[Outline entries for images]

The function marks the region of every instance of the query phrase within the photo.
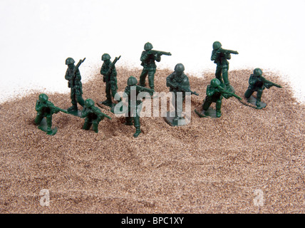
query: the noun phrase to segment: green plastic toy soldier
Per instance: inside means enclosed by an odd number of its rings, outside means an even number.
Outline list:
[[[133,77],[129,77],[127,81],[127,86],[125,89],[125,93],[128,95],[128,110],[126,113],[128,116],[125,117],[126,125],[134,125],[135,128],[135,133],[133,137],[138,137],[141,133],[140,124],[140,112],[142,109],[142,100],[138,100],[137,97],[140,92],[148,92],[152,95],[154,90],[138,86],[138,80]]]
[[[202,104],[202,113],[199,113],[196,110],[195,113],[200,117],[212,117],[219,118],[222,116],[222,100],[224,97],[224,95],[229,95],[229,97],[234,96],[239,100],[242,100],[240,97],[234,93],[227,91],[222,86],[220,81],[217,78],[213,78],[211,80],[210,85],[207,87],[207,96]],[[224,97],[227,99],[227,97]],[[216,103],[216,112],[214,110],[210,108],[212,103]]]
[[[184,125],[184,118],[182,117],[182,103],[185,99],[185,92],[199,95],[196,92],[190,90],[188,77],[184,73],[185,66],[182,63],[177,63],[175,66],[175,71],[166,78],[166,86],[170,88],[170,91],[173,92],[175,98],[172,98],[172,105],[175,108],[175,117],[171,118],[170,112],[165,118],[165,120],[171,125],[177,126]],[[178,92],[182,92],[182,96],[177,95]],[[178,122],[179,121],[179,122]]]
[[[157,69],[155,61],[161,61],[161,56],[171,56],[170,52],[152,50],[152,45],[148,42],[144,45],[144,50],[142,52],[141,66],[143,66],[141,75],[140,76],[140,86],[145,87],[146,76],[148,75],[148,85],[152,90],[155,89],[154,78]]]
[[[118,58],[115,57],[115,60],[112,63],[110,61],[110,56],[108,53],[104,53],[102,56],[102,61],[103,63],[100,68],[100,74],[103,76],[103,81],[105,83],[105,93],[106,100],[103,101],[101,103],[113,108],[114,103],[112,102],[112,98],[114,98],[118,90],[117,83],[117,71],[115,69],[115,63],[119,60],[120,56]],[[120,100],[119,100],[120,102]]]
[[[81,84],[81,76],[79,71],[79,66],[85,61],[86,58],[80,60],[76,66],[74,65],[75,61],[72,58],[68,58],[66,60],[66,65],[68,65],[68,69],[66,72],[65,78],[68,82],[68,87],[71,88],[71,98],[72,106],[68,108],[68,112],[76,115],[78,113],[77,104],[79,103],[82,107],[85,105],[85,101],[82,97],[83,88]]]
[[[232,93],[235,93],[235,90],[229,83],[228,77],[229,61],[231,59],[231,54],[238,54],[236,51],[223,49],[222,44],[219,41],[213,43],[213,51],[212,51],[211,60],[217,64],[215,76],[222,86],[224,86],[227,90]],[[229,97],[228,95],[224,95],[224,97]]]
[[[68,113],[63,109],[54,106],[54,105],[48,100],[48,97],[41,93],[36,101],[35,109],[37,111],[37,115],[35,118],[35,124],[38,125],[38,128],[48,135],[53,135],[57,132],[57,128],[52,129],[52,115],[61,111]]]
[[[266,103],[261,101],[262,95],[265,88],[267,89],[272,86],[281,88],[281,86],[266,80],[266,78],[262,76],[262,74],[263,72],[260,68],[255,68],[254,71],[253,71],[253,74],[252,74],[249,78],[248,89],[246,93],[244,93],[244,97],[248,99],[248,103],[256,105],[257,109],[262,109],[267,105]],[[252,95],[254,92],[257,92],[256,98]]]
[[[91,99],[86,100],[81,115],[85,118],[83,129],[88,130],[92,125],[92,129],[95,133],[98,133],[98,124],[105,117],[111,120],[110,116],[103,113],[98,107],[94,105],[94,101]]]

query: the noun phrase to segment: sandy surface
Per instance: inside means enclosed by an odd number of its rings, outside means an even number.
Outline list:
[[[140,73],[117,70],[119,91]],[[239,96],[252,70],[229,72]],[[168,91],[171,73],[157,71],[157,91]],[[55,114],[58,130],[50,136],[33,124],[38,93],[1,104],[0,212],[304,213],[304,105],[289,85],[269,73],[283,88],[264,91],[264,109],[232,98],[223,100],[220,118],[200,118],[194,110],[214,76],[189,77],[200,94],[192,96],[191,123],[171,127],[161,117],[143,118],[138,138],[108,110],[113,120],[102,120],[98,134],[81,129],[83,119]],[[102,78],[93,78],[83,98],[103,100]],[[48,95],[70,107],[69,94]],[[49,206],[40,204],[43,189]]]

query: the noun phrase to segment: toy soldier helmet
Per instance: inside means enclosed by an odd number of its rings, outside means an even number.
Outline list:
[[[66,65],[69,65],[69,64],[73,64],[76,61],[74,61],[74,59],[73,59],[72,58],[68,58],[66,60]]]
[[[213,88],[217,88],[220,86],[220,81],[217,78],[213,78],[211,80],[211,86]]]
[[[108,53],[105,53],[102,56],[102,61],[105,61],[106,60],[109,60],[110,58],[111,58],[110,56],[109,56],[109,54],[108,54]]]
[[[260,68],[255,68],[254,71],[253,71],[253,73],[256,76],[260,76],[263,74],[263,71]]]
[[[215,41],[213,43],[213,50],[217,50],[222,47],[222,44],[219,41]]]
[[[144,45],[144,50],[145,51],[149,51],[152,48],[153,48],[152,44],[151,44],[150,42],[148,42]]]
[[[138,83],[138,80],[133,76],[129,77],[128,80],[127,81],[127,85],[128,86],[134,86]]]
[[[94,101],[92,99],[87,99],[85,101],[85,105],[87,108],[91,108],[94,105]]]
[[[182,63],[178,63],[175,66],[175,71],[179,73],[183,72],[185,71],[185,66]]]
[[[48,98],[46,95],[46,94],[45,93],[41,93],[41,95],[39,95],[38,99],[41,102],[46,102],[48,100]]]

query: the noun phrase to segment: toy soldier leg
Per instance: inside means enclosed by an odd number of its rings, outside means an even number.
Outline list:
[[[43,119],[43,115],[41,115],[39,113],[37,113],[37,115],[36,115],[35,120],[34,120],[35,124],[38,125],[41,123]]]
[[[211,99],[210,99],[208,96],[205,97],[205,102],[202,104],[202,109],[206,111],[211,105],[212,105]]]
[[[154,80],[155,71],[156,69],[151,69],[148,71],[148,85],[152,90],[153,90],[155,88]]]
[[[219,99],[216,101],[216,117],[219,118],[222,116],[222,100]]]
[[[47,131],[48,133],[52,132],[52,115],[48,114],[46,115],[46,125],[47,125]]]
[[[148,74],[148,71],[146,68],[143,68],[142,71],[141,75],[140,76],[140,86],[145,86],[145,79],[146,76]]]
[[[253,94],[254,92],[254,90],[251,89],[251,88],[248,88],[246,93],[244,93],[244,97],[248,99]]]
[[[222,77],[222,67],[220,65],[217,64],[217,66],[216,67],[215,77],[220,81],[222,84],[224,84]]]
[[[135,133],[133,134],[133,137],[137,138],[141,133],[141,129],[140,128],[140,116],[137,115],[137,116],[133,118],[133,123],[135,128]]]
[[[98,117],[96,120],[94,120],[92,123],[92,129],[95,132],[98,133],[98,123],[101,120],[101,118]]]
[[[68,111],[77,110],[77,100],[74,89],[71,88],[71,96],[72,106],[68,108]]]
[[[85,119],[85,123],[83,123],[83,129],[89,130],[90,127],[91,127],[91,125],[92,125],[91,120],[89,118],[86,117]]]

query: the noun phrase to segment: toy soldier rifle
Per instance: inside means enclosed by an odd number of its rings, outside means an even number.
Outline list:
[[[227,90],[224,90],[222,88],[220,88],[219,87],[218,87],[217,90],[218,90],[218,91],[219,91],[222,93],[226,93],[226,94],[228,94],[228,95],[231,95],[237,98],[239,100],[242,100],[241,97],[238,96],[237,95],[236,95],[234,93],[231,93],[231,92],[227,91]]]
[[[156,51],[156,50],[150,50],[149,51],[150,53],[151,54],[157,54],[158,56],[162,56],[162,55],[165,55],[165,56],[171,56],[171,53],[170,52],[165,52],[165,51]]]
[[[80,61],[78,61],[78,63],[76,64],[76,66],[75,66],[73,71],[72,72],[73,74],[73,78],[72,78],[72,81],[74,83],[74,78],[76,76],[76,71],[78,70],[78,68],[80,67],[81,64],[83,63],[83,61],[85,61],[86,58],[84,58],[83,60],[80,59]],[[74,88],[74,84],[73,85],[73,87]]]
[[[197,93],[196,91],[192,91],[191,90],[184,87],[183,86],[178,85],[177,83],[175,83],[173,82],[169,81],[168,84],[169,86],[171,86],[172,87],[174,87],[174,88],[177,88],[179,90],[182,90],[183,92],[190,92],[191,94],[199,95],[199,94]]]
[[[264,77],[262,77],[261,76],[261,78],[262,78],[262,82],[263,82],[263,83],[264,83],[264,86],[265,86],[267,88],[269,88],[270,87],[272,87],[272,86],[275,86],[275,87],[277,87],[277,88],[281,88],[281,86],[279,86],[279,85],[278,85],[278,84],[276,84],[276,83],[273,83],[273,82],[272,82],[272,81],[268,81],[268,80],[267,80],[265,78],[264,78]]]
[[[233,50],[228,50],[228,49],[224,49],[224,48],[219,48],[217,50],[218,53],[230,53],[230,54],[234,54],[238,55],[238,52],[237,51]]]
[[[141,92],[148,92],[151,95],[153,95],[153,93],[155,92],[153,90],[146,88],[146,87],[143,87],[138,85],[134,85],[132,86],[135,86]]]

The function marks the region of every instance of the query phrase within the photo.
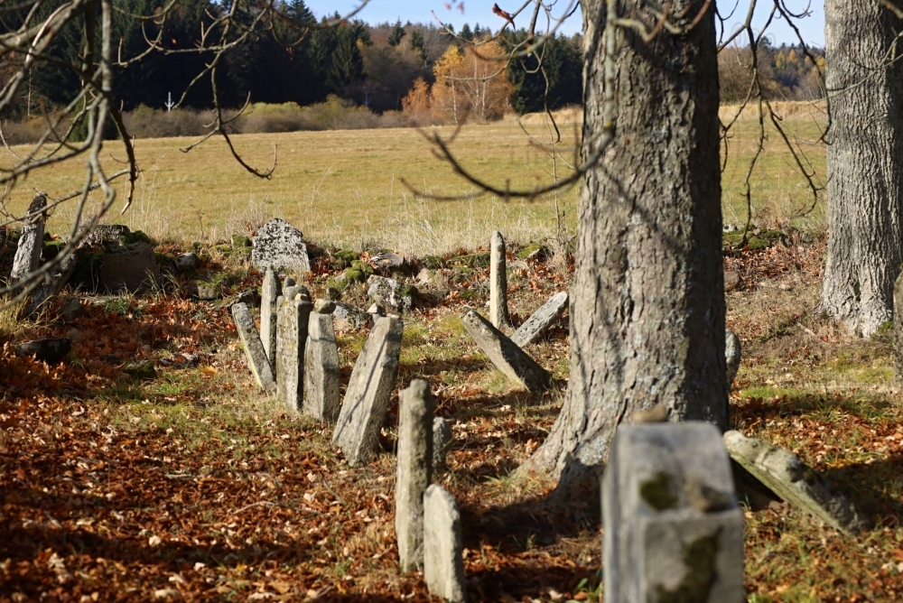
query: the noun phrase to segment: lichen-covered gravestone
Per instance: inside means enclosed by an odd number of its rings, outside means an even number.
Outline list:
[[[424,566],[424,492],[433,478],[433,393],[414,379],[398,394],[396,534],[403,573]]]
[[[398,376],[403,329],[401,319],[377,318],[351,371],[332,445],[341,449],[352,467],[369,462],[379,450],[379,431]]]
[[[307,255],[303,233],[285,220],[273,218],[262,226],[254,237],[251,264],[257,270],[311,272],[311,258]]]
[[[746,600],[743,515],[713,425],[621,425],[602,517],[606,603]]]

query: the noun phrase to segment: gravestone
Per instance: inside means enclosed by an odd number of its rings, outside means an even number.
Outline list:
[[[621,425],[602,518],[607,603],[746,600],[743,514],[713,425]]]
[[[461,314],[461,321],[492,364],[509,379],[533,394],[551,385],[552,376],[545,368],[476,311]]]
[[[496,231],[489,242],[489,322],[496,329],[511,325],[507,315],[506,259],[505,239]]]
[[[567,299],[566,291],[553,295],[514,332],[511,340],[523,348],[538,339],[545,329],[564,313],[567,309]]]
[[[117,292],[149,290],[160,283],[160,268],[149,243],[138,241],[125,247],[107,248],[100,266],[100,286]]]
[[[433,472],[445,468],[445,459],[452,450],[452,426],[442,417],[433,420]]]
[[[285,220],[275,218],[257,230],[251,249],[251,264],[257,270],[285,269],[311,272],[304,235]]]
[[[251,311],[247,309],[247,305],[244,303],[232,304],[232,320],[235,320],[235,328],[238,331],[241,347],[247,358],[247,366],[254,374],[257,385],[264,391],[273,389],[275,385],[275,380],[273,378],[273,367],[264,351],[264,345],[260,342],[260,336],[257,334],[256,327],[254,326],[254,319],[251,318]]]
[[[462,553],[458,505],[433,484],[424,494],[424,580],[432,594],[452,603],[467,600]]]
[[[433,480],[433,394],[414,379],[398,394],[396,535],[402,573],[424,567],[424,492]]]
[[[22,227],[22,236],[13,258],[10,283],[15,283],[25,274],[41,267],[41,250],[44,240],[44,215],[36,212],[47,207],[47,196],[38,193],[28,206],[28,218]]]
[[[341,366],[330,311],[334,304],[317,300],[307,327],[304,346],[304,413],[318,421],[335,422],[341,406],[339,387]]]
[[[352,467],[369,462],[379,450],[379,431],[398,375],[403,329],[401,319],[376,319],[351,371],[332,445],[341,449]]]
[[[731,459],[787,503],[846,533],[869,527],[846,496],[790,450],[733,431],[724,444]]]
[[[307,343],[311,302],[291,295],[286,287],[276,308],[276,395],[292,412],[303,404],[304,345]],[[289,297],[291,295],[291,297]],[[300,296],[299,296],[300,297]]]
[[[276,299],[281,289],[275,272],[267,269],[260,287],[260,340],[274,366],[276,366]]]

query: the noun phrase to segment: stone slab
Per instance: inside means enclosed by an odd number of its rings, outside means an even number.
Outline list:
[[[438,484],[426,488],[424,580],[431,593],[452,603],[467,600],[461,527],[461,514],[454,496]]]
[[[257,270],[284,269],[311,272],[304,235],[285,220],[275,218],[257,230],[251,249],[251,264]]]
[[[608,603],[746,600],[743,515],[713,425],[621,425],[602,518]]]
[[[424,567],[424,492],[433,481],[430,384],[414,379],[398,394],[396,536],[402,573]]]
[[[461,321],[492,364],[509,379],[534,394],[551,385],[552,376],[545,368],[476,311],[461,314]]]
[[[244,303],[232,304],[232,320],[235,321],[236,330],[238,331],[238,338],[241,339],[241,347],[245,350],[245,357],[247,358],[247,366],[254,374],[254,379],[257,385],[264,391],[270,391],[275,387],[275,380],[273,378],[273,367],[266,358],[264,351],[264,345],[260,342],[260,336],[257,329],[254,325],[254,319],[251,318],[251,311],[247,305]]]
[[[498,231],[489,241],[489,322],[496,329],[509,327],[507,313],[507,268],[505,238]]]
[[[303,403],[304,346],[311,302],[280,297],[276,308],[276,396],[297,413]]]
[[[724,444],[731,459],[790,505],[846,533],[869,527],[846,496],[790,450],[733,431]]]
[[[341,449],[352,467],[369,462],[379,450],[379,431],[398,375],[403,329],[401,319],[377,318],[351,371],[332,445]]]
[[[341,366],[332,317],[312,312],[304,346],[304,413],[335,422],[341,408]]]
[[[564,311],[567,310],[567,302],[566,291],[553,295],[514,332],[511,340],[523,348],[538,339],[545,332],[545,329],[564,313]]]

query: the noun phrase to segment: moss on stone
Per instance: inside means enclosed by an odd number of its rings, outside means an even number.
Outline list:
[[[671,477],[664,471],[640,484],[639,496],[656,511],[671,509],[677,505],[677,496],[671,491]]]

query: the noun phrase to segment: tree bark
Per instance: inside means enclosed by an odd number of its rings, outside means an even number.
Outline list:
[[[822,304],[863,337],[893,318],[903,262],[903,62],[885,56],[899,25],[878,2],[824,3],[833,124]]]
[[[621,15],[644,14],[639,0],[618,4]],[[605,126],[612,28],[605,2],[582,5],[587,156]],[[686,26],[703,5],[678,1],[670,14]],[[527,465],[558,477],[559,496],[598,487],[614,431],[634,411],[663,404],[669,421],[727,427],[714,32],[709,6],[684,35],[615,34],[614,141],[580,198],[568,392]]]

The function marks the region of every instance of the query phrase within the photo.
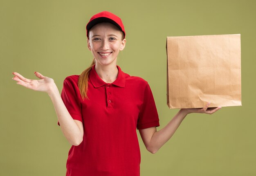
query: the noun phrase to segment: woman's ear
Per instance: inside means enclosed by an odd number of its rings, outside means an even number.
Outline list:
[[[89,39],[87,39],[87,47],[90,51],[91,51],[91,44]]]
[[[120,46],[120,51],[122,51],[124,49],[124,47],[125,47],[125,44],[126,43],[126,39],[124,39],[122,41],[122,42],[121,43],[121,45]]]

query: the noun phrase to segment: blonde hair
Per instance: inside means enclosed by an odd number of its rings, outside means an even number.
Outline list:
[[[124,39],[124,32],[122,31],[121,40]],[[89,75],[92,70],[92,68],[94,65],[95,64],[95,59],[93,58],[91,65],[85,70],[80,74],[78,79],[78,87],[80,91],[80,95],[82,97],[82,99],[83,101],[85,99],[88,99],[87,96],[87,92],[88,91],[88,79],[89,79]]]

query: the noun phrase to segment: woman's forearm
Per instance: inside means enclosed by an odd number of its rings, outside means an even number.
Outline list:
[[[166,126],[153,134],[150,145],[154,153],[171,139],[187,114],[184,110],[181,109]]]
[[[55,84],[51,87],[47,93],[52,101],[61,128],[64,136],[71,144],[79,145],[83,141],[83,129],[79,129],[70,114]]]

→ **GIVEN REQUEST**: Repeat exactly, and only, the lines of the records above, starting with the line that contains "query: the noun phrase to segment: woman's forearm" and ending with the final line, both included.

→ **CORRECT RESULT**:
query: the noun phrase to segment: woman's forearm
Per instance: inside means enclosed by an odd number of its rings, outside means an even number.
Outline list:
[[[166,126],[153,134],[150,145],[154,153],[171,139],[187,114],[184,110],[181,109]]]
[[[55,84],[51,87],[47,93],[52,101],[61,128],[64,136],[71,144],[79,145],[83,141],[83,129],[79,129],[70,114]]]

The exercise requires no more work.